### ASSIGNED TASK
After finding the line with "of the asphalt" in the entries below, retype exactly each line from there through the line with "of the yellow", including that final line.

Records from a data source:
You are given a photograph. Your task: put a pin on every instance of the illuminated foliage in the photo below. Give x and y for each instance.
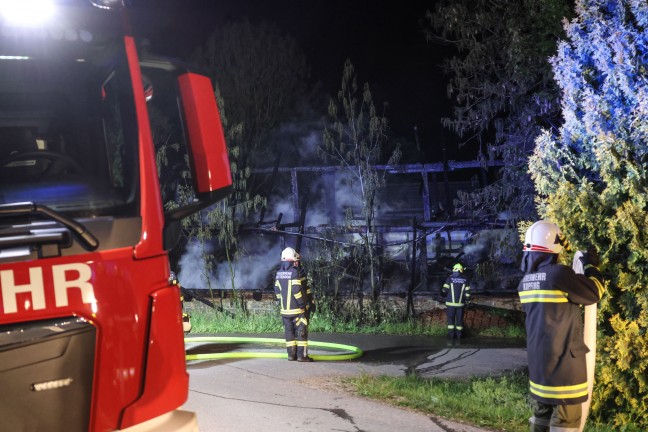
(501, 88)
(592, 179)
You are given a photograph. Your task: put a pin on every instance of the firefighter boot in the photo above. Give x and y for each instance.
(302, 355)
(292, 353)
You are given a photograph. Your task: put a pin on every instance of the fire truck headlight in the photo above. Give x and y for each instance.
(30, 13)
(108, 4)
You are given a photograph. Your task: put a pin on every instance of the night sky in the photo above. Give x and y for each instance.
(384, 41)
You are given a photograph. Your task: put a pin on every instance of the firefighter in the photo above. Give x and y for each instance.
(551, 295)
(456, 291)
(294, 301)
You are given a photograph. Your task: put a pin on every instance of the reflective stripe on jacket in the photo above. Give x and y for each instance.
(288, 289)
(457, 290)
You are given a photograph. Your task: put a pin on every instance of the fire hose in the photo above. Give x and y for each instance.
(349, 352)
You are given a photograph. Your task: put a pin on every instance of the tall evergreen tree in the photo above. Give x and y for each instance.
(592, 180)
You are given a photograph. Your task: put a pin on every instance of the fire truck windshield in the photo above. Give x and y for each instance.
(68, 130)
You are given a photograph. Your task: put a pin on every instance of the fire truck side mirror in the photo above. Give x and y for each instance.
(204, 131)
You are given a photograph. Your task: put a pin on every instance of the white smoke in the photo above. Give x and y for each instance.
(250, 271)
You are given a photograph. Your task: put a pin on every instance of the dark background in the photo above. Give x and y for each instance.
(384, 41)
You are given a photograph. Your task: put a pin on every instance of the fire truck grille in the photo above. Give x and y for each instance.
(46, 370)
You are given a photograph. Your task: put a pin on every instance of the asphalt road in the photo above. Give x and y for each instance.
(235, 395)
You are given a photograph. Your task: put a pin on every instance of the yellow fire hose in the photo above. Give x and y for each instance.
* * *
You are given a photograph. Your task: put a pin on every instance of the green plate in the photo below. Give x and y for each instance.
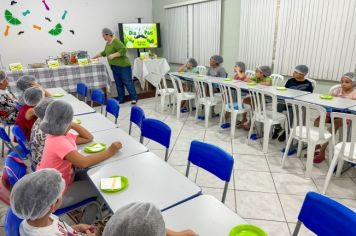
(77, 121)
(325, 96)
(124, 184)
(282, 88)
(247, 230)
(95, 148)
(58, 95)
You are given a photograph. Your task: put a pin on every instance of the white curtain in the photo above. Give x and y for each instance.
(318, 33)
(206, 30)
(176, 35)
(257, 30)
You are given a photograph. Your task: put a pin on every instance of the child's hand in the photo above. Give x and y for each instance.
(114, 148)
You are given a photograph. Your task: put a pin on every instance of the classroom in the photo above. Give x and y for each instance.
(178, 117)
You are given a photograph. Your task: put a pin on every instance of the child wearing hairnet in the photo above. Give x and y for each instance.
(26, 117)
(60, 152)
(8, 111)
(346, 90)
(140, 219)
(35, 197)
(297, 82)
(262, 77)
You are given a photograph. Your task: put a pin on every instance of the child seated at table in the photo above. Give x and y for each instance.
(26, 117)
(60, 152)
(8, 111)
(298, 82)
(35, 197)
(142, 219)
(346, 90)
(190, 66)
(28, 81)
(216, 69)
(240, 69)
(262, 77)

### EXERCISE OUTPUT
You are given a photograph. Your task: put a pin on every instance of the asphalt road in the photo above. Give x and y for each instance.
(235, 395)
You are given a photograph. Your task: put a pin on every instance of the yellow fire hose in the photo above. Give x and y for each instance.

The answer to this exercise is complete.